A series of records
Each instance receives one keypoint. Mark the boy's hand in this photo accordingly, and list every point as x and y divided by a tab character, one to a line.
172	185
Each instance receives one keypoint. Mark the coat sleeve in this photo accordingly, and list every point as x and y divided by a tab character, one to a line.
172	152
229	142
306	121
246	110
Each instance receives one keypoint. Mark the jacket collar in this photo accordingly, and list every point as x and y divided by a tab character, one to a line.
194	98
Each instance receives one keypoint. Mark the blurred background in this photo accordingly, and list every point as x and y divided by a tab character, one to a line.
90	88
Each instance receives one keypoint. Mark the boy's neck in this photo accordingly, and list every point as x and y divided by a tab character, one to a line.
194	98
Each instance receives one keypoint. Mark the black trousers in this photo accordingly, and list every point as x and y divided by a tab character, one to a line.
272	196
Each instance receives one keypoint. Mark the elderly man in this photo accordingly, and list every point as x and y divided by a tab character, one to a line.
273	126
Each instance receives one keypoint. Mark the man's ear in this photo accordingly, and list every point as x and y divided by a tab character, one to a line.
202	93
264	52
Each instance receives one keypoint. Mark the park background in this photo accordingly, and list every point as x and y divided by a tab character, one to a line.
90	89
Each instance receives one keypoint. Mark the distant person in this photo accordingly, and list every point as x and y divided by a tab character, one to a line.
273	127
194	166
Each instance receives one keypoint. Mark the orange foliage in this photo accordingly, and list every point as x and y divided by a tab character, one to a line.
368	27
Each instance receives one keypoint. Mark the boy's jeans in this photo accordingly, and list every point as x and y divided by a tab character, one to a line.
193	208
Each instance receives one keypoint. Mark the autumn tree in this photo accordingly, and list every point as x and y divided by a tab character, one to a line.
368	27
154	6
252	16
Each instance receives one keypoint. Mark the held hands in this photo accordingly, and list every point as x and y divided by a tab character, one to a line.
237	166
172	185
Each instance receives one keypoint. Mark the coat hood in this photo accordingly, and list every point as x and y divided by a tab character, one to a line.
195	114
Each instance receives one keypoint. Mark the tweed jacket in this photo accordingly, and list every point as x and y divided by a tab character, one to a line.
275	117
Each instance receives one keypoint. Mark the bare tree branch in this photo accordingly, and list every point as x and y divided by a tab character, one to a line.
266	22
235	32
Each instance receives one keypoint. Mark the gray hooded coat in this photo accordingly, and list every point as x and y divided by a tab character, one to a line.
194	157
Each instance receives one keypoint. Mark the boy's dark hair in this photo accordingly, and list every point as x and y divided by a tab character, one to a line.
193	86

==

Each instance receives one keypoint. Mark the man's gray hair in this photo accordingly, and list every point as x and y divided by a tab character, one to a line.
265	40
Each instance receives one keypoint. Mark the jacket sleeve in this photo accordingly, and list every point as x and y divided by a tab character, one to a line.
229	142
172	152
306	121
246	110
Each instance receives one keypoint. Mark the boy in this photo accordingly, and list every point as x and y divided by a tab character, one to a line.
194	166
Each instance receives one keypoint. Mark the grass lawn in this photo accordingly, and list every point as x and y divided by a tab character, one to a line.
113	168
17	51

Goal → Pull out each line of the records above that includes the word "background", copying every such line in full.

The completed task →
Each instance receives one keypoint. Mark the blurred background in this photo accordingly, and list every point as x and y divided by a tab character, one to a line.
Each instance receives one keypoint. Mark the park background in this photo accordingly, and list every point as x and y divided by a tab character, one to a line.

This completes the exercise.